--- start Source material ---

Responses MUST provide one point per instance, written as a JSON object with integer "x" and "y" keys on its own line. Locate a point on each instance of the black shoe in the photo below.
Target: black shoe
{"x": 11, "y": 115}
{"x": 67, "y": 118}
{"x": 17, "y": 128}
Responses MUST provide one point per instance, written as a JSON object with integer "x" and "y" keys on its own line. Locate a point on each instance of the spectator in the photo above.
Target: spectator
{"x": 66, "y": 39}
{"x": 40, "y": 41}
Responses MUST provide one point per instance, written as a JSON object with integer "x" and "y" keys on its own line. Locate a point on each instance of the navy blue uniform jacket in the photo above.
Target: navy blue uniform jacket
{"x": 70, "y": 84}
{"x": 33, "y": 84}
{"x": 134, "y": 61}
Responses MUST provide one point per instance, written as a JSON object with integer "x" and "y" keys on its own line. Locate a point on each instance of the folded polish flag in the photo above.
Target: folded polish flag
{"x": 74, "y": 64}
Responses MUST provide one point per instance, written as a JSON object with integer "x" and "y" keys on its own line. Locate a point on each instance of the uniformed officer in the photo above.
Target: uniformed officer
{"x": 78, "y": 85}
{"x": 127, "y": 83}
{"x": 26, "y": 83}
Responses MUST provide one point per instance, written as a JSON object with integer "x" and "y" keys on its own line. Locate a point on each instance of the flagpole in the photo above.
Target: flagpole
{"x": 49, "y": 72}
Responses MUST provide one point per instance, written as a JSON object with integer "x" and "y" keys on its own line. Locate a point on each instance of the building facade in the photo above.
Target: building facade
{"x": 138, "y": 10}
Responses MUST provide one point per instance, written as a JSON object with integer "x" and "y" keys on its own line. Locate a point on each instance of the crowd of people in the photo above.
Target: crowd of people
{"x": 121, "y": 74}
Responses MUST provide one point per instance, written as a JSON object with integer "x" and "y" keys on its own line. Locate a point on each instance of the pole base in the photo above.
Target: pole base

--- end Source material ---

Written instruction => Reproduce all of the entries above word for word.

The result =>
Responses MUST provide one point per instance, written as a JSON object with integer "x" and "y" keys on its own line. Locate a point on each instance of the black shoe in the photo below.
Target: black shoe
{"x": 11, "y": 115}
{"x": 67, "y": 118}
{"x": 17, "y": 128}
Responses MUST provide one point per instance, written as a JSON object with integer "x" and "y" keys on its own line. Locate a point on each instance of the spectator in the photo above.
Target: spectator
{"x": 66, "y": 39}
{"x": 40, "y": 41}
Responses MUST provide one point per instance, written as a JSON object with integer "x" and "y" keys on its own line. Locate a point on each instance of the navy blue uniform jacket in the photo above.
Target: navy blue uniform jacket
{"x": 70, "y": 84}
{"x": 33, "y": 84}
{"x": 134, "y": 61}
Responses MUST provide one point per instance, written as a JSON object with integer "x" and "y" keys on its own line. Locate a point on each instance of the folded polish flag in the photo above.
Target: folded polish flag
{"x": 74, "y": 64}
Responses MUST provide one point per instance, written as a JSON object with integer "x" and "y" keys on its own line. Locate a point on each instance of the uniformed officer in the photo above.
Target: uniformed officer
{"x": 78, "y": 85}
{"x": 127, "y": 83}
{"x": 26, "y": 83}
Responses MUST provide one point per instance, written as a JSON object with integer "x" and "y" keys on its own line. Locate a point on each instance of the flagpole in the photo above.
Target: flagpole
{"x": 49, "y": 72}
Responses MUST provide one point per instance, written as a JSON object with integer "x" and "y" keys on its own line. Locate a point on each instance of the building facade in the photo above.
Target: building facade
{"x": 138, "y": 10}
Responses MUST provide one point per instance, written as a JSON object with integer "x" and "y" keys on its own line. Locate a point on each instance of the crowd of people in the photo above.
Target: crowd of people
{"x": 121, "y": 74}
Responses MUST provide one point per instance, written as a JSON object with integer "x" and "y" keys on its own line. Locate a point on each instance of the pole base in the photo above.
Target: pole base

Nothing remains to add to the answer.